··· SUPPLIED RECORDS ···

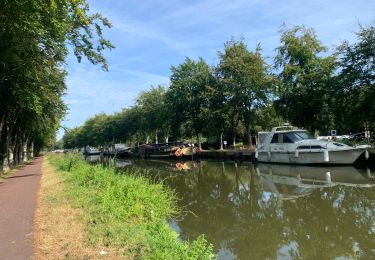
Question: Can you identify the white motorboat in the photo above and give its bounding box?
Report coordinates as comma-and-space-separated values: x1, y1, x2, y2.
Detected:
255, 125, 370, 164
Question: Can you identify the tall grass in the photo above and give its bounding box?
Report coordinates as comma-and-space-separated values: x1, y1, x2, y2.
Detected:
49, 154, 214, 259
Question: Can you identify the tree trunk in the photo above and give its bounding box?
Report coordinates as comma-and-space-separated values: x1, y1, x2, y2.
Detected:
0, 127, 8, 173
247, 125, 253, 149
220, 133, 224, 150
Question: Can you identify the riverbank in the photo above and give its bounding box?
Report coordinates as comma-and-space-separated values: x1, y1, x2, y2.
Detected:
38, 154, 214, 259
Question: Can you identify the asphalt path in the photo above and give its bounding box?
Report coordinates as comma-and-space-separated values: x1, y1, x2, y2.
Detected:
0, 157, 43, 260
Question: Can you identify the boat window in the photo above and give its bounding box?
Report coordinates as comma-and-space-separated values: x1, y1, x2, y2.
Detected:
271, 133, 293, 144
286, 132, 314, 142
283, 134, 293, 143
297, 145, 323, 150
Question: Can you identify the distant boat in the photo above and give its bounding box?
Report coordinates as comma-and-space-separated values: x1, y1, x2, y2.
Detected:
135, 142, 200, 159
255, 125, 370, 165
83, 146, 100, 156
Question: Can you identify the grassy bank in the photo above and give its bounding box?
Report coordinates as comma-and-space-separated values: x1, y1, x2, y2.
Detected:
44, 154, 213, 259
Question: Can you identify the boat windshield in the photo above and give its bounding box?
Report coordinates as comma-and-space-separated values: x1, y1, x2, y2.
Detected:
286, 132, 315, 142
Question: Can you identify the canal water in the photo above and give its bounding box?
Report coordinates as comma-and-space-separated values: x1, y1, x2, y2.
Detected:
86, 155, 375, 259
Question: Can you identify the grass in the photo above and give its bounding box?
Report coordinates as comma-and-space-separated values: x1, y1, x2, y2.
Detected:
0, 160, 32, 183
41, 154, 215, 259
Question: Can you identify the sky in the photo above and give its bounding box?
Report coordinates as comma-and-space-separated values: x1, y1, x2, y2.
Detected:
57, 0, 375, 139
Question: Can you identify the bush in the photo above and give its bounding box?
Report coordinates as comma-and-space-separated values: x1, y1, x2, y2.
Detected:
49, 154, 214, 259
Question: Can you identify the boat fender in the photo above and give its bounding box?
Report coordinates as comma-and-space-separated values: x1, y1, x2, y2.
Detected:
326, 172, 331, 183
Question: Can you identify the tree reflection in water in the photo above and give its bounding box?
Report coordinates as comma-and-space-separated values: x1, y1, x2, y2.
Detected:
115, 158, 375, 259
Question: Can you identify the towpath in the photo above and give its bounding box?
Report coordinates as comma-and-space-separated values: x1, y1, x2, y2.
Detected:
0, 157, 43, 260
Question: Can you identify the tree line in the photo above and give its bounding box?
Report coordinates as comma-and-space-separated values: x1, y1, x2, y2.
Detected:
62, 24, 375, 148
0, 0, 113, 171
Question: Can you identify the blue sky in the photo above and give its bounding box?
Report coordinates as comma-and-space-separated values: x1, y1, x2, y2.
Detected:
58, 0, 375, 138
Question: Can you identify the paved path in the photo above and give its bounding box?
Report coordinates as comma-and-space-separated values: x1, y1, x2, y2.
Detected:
0, 157, 43, 260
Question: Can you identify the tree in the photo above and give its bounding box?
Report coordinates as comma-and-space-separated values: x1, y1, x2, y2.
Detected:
167, 58, 211, 145
275, 26, 336, 133
216, 39, 273, 146
136, 86, 168, 143
336, 20, 375, 131
0, 0, 113, 168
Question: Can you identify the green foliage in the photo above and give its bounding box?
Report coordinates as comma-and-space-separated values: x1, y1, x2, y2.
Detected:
275, 26, 336, 131
0, 0, 113, 164
336, 20, 375, 131
216, 39, 274, 144
49, 153, 214, 259
64, 22, 375, 150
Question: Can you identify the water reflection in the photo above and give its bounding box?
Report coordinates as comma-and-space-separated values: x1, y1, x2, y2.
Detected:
91, 155, 375, 259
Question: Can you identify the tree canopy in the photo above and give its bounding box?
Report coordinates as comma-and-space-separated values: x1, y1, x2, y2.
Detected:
62, 22, 375, 148
0, 0, 113, 168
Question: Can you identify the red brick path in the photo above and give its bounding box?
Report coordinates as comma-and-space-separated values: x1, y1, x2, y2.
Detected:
0, 157, 43, 260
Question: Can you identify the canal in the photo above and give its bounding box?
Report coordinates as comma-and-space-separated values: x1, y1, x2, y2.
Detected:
86, 155, 375, 259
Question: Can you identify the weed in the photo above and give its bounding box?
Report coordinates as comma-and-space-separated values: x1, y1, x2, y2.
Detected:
49, 154, 215, 259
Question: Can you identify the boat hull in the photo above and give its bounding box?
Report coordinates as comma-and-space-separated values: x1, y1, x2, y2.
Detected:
257, 148, 366, 165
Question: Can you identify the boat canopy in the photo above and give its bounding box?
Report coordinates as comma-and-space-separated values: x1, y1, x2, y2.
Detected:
271, 131, 315, 143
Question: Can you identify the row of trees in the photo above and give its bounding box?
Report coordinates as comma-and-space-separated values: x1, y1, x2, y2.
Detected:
0, 0, 112, 171
63, 22, 375, 148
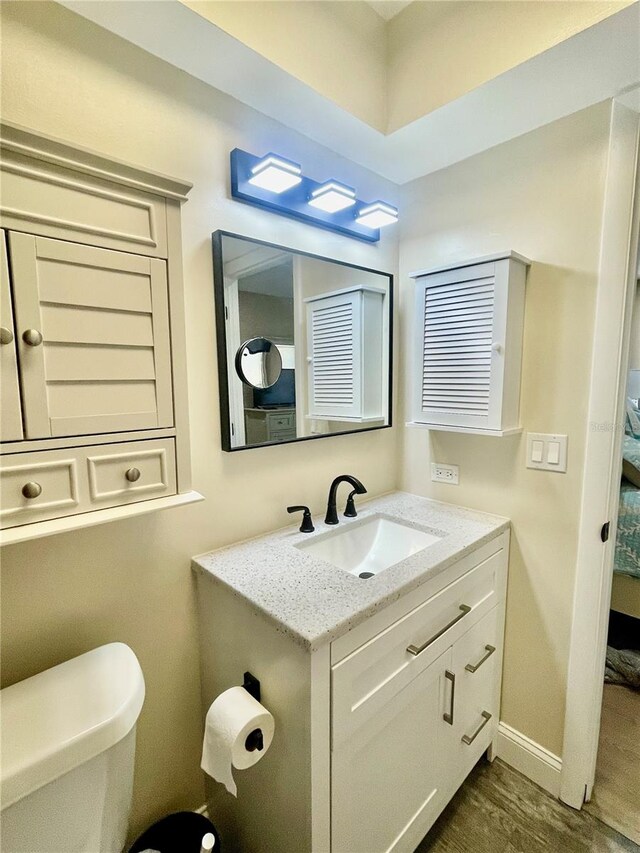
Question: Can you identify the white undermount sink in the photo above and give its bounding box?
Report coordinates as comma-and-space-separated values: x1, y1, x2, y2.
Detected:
295, 515, 442, 577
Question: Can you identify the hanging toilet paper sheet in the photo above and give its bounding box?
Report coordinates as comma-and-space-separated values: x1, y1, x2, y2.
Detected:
200, 687, 274, 797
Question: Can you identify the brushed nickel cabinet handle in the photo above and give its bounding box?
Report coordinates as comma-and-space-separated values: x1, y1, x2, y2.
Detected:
442, 669, 456, 726
22, 482, 42, 500
462, 711, 491, 745
407, 604, 471, 655
22, 329, 42, 347
465, 646, 496, 672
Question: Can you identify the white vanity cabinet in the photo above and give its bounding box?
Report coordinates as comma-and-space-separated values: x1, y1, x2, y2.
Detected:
0, 124, 200, 544
192, 531, 509, 853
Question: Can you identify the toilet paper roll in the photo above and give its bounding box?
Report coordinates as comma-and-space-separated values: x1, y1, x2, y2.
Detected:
200, 687, 274, 797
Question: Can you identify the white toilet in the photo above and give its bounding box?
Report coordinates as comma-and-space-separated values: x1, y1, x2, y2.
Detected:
0, 643, 144, 853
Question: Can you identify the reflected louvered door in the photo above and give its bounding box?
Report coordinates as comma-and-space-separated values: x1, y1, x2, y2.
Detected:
307, 292, 362, 418
10, 232, 173, 438
415, 263, 502, 429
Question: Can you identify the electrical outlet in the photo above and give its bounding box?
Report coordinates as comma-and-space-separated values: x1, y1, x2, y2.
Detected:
431, 462, 458, 486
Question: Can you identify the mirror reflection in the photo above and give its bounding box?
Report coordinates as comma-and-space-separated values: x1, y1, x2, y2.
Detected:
236, 338, 282, 390
213, 231, 392, 450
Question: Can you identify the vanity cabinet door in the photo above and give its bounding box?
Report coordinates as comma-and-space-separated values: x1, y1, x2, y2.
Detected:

···

▶ _PROMPT_: Reproduce the entries above line for line, leaving out the pictures.

▶ _ANSWER TO THIS PROBLEM_:
Question: Can you identify the white motorboat in the photo above and give its bounding box?
Report coordinates as comma-and-space-separated values: x1, y1, x2, y2.
Detected:
255, 125, 370, 164
Question: Can you identify the tall grass in the photo above and give its bounding box?
Report coordinates as comma-and-space-separated values: x1, y1, x2, y2.
Detected:
49, 154, 214, 259
Question: Can you identify the tree trunk in the photo above and give its bounding box?
Report coordinates as comma-and-space-separated values: x1, y1, x2, y2.
Detected:
0, 127, 8, 173
247, 125, 253, 149
220, 133, 224, 150
Question: Can you identify the riverbank in the photo above and give its bounding box?
Report coordinates as comma-and-space-separated values: x1, y1, x2, y2.
Detected:
38, 154, 214, 259
Question: Can you identify the asphalt path in the photo above and give its bounding box?
Report coordinates as comma-and-space-separated values: x1, y1, x2, y2.
Detected:
0, 157, 43, 260
Question: Can you identify the boat window in the photo above and give its bounding box?
Report coordinates as comma-and-space-separated values: x1, y1, x2, y2.
Detected:
271, 133, 293, 144
286, 132, 314, 142
283, 134, 293, 143
297, 145, 323, 150
Question: Can you identify the distant boat in the photo above and give its bounding box?
Report coordinates as comma-and-space-separated values: x1, y1, x2, y2.
Detected:
135, 142, 200, 159
255, 125, 370, 165
83, 146, 100, 156
Question: Can you identify the grassy bank in the photo above and give its bounding box?
Report coordinates as comma-and-space-separated values: x1, y1, x2, y2.
Detected:
44, 154, 213, 259
Question: Can you identify the boat windshield in the photo above and give its bounding box?
Report coordinates as comma-and-space-separated values: x1, y1, x2, y2.
Detected:
286, 132, 315, 142
Question: Can you identify the canal water in the photo above and give its bounding box?
Report coordinates as comma-and-space-separated values: x1, y1, x2, y2.
Detected:
86, 155, 375, 259
Question: Can you identify the grass in the photo above and give its bounding box?
Report coordinates as comma-and-space-separated values: x1, y1, x2, y2.
Detected:
0, 160, 32, 183
41, 154, 215, 259
Question: Can you identify the sky in the photo above and give its bounding box?
Report coordinates as comma-and-space-separated values: x1, y1, x2, y2.
Detected:
57, 0, 375, 139
Question: Can you identify the bush in the photo above and give its bounding box?
Report coordinates as comma-and-space-separated values: x1, y1, x2, y2.
Detected:
49, 154, 214, 259
Question: Can you identify the boat fender in the photo above and give its bounding box?
Report coordinates as comma-and-space-separated values: x1, y1, x2, y2.
Detected:
326, 172, 331, 183
Question: Can you identify the tree reflection in water in the photo above and give its bounding box?
Report coordinates as comma-and-space-separated values: x1, y1, x2, y2.
Detected:
115, 158, 375, 259
Question: Can you identify the towpath in the photo above and give its bounding box?
Report coordinates as comma-and-space-separated values: x1, y1, x2, y2.
Detected:
0, 157, 43, 260
Question: Can you identify the tree line in the photo above and give its bounding box?
Report coordinates as comma-and-space-separated values: x1, y1, x2, y2.
Detected:
62, 24, 375, 148
0, 0, 113, 171
Question: Can you identify the blue sky in the photo above and give its bounding box?
Report coordinates as comma-and-space-separated values: x1, y1, x2, y2.
Detected:
58, 0, 375, 138
Question: Can you identify the paved path in the photo above and give its bounding box?
Report coordinates as comma-and-space-separated values: x1, y1, x2, y2.
Detected:
0, 157, 43, 260
Question: Can you identify the tree in the photo above and give its bounding box?
Report coordinates as comma-and-space-separated values: x1, y1, x2, y2.
Detected:
167, 58, 211, 145
275, 26, 336, 133
216, 39, 273, 146
136, 86, 168, 143
336, 20, 375, 131
0, 0, 113, 168
Question: Can you identify the green foliage in the photo above and give its bounding box?
Report coordinates as comma-and-space-separated values: x1, y1, x2, y2.
Detected:
275, 26, 336, 131
0, 0, 113, 164
336, 20, 375, 131
216, 39, 274, 144
49, 153, 214, 259
64, 22, 375, 150
Question: Can you identify the water reflection in the photo above and give its bounding box?
Report coordinates as comma-and-space-separated values: x1, y1, x2, y2.
Detected:
91, 155, 375, 259
Question: Can you identify the tree canopy in the photo above and give its bounding box?
Report coordinates as comma-and-space-separated values: x1, y1, x2, y2.
Detected:
62, 22, 375, 148
0, 0, 113, 168
Question: Can you identify the red brick path in the photo above and give its bounding box?
Report coordinates as comma-and-space-separated values: x1, y1, x2, y2.
Detected:
0, 157, 43, 260
Question: Can you identify the canal in the photo above and give its bounding box?
Report coordinates as comma-and-space-separated values: x1, y1, x2, y2.
Detected:
86, 155, 375, 259
Question: Can you identify the weed in the photo above and give its bounding box?
Report coordinates as comma-and-space-separated values: x1, y1, x2, y2.
Detected:
49, 154, 215, 259
Question: Can you identify the boat hull in the photo above and give its bounding box?
Report coordinates as comma-and-space-separated values: x1, y1, x2, y2.
Detected:
257, 148, 366, 165
Question: Can you identify the boat canopy in the photo above and give its bounding box?
Report coordinates as comma-and-space-separated values: x1, y1, x2, y2.
Detected:
271, 131, 315, 143
Question: Can you identify the row of trees in the photo above and give its bounding box?
Report coordinates as comma-and-space-separated values: x1, y1, x2, y2.
Detected:
0, 0, 112, 171
63, 22, 375, 148
Question: Can you identify the white undermount sink in the photo above and give its bounding box?
Report coordinates as comma-and-space-separated values: x1, y1, x2, y2.
Detected:
295, 515, 442, 577
Question: Can you identify the hanging toilet paper sheet in the photo above and give its bounding box?
Report coordinates as comma-and-space-separated values: x1, y1, x2, y2.
Detected:
200, 687, 274, 797
Question: Can you identify the brushed nickel cabinet handle in the photo above and give its bounding box?
Report coordinates as comma-and-space-separated values: x1, y1, x2, y2.
Detected:
442, 669, 456, 726
22, 482, 42, 500
462, 711, 491, 745
407, 604, 471, 655
22, 329, 42, 347
465, 646, 496, 672
Question: Can you identify the white vanity cabinet in the photo above and give its bounding box?
Report coordinates as comma-and-space-separated values: x1, y1, x2, y2.
Detected:
0, 124, 200, 544
192, 531, 509, 853
Question: Can you identify the toilet paper roll in the photo above and give its bounding box?
Report coordinates as comma-and-space-separated values: x1, y1, x2, y2.
Detected:
200, 687, 274, 797
Question: Can you identify the white toilet in the photo above and give its bounding box?
Report coordinates as comma-and-space-separated values: x1, y1, x2, y2.
Detected:
0, 643, 144, 853
Question: Can you identify the reflected louvered door in the photo above and give its bounding box?
Report coordinates as comma-and-space-separated values: x1, y1, x2, y2.
Detected:
307, 292, 362, 418
10, 232, 173, 438
415, 263, 502, 429
Question: Can you identify the electrical outlet in the photo above and give its bounding box?
Report coordinates as comma-and-space-separated values: x1, y1, x2, y2.
Detected:
431, 462, 458, 486
Question: Can you identify the mirror reflection in the photo above and give its bounding box?
Report coordinates as comma-and-space-separated values: x1, y1, x2, y2.
Detected:
236, 338, 282, 390
213, 231, 392, 450
Question: Can you identify the vanity cabinet door in the photo above and give its bounding box?
Report coordinates as comma-and-space-separated values: x1, y1, x2, y2.
Detected:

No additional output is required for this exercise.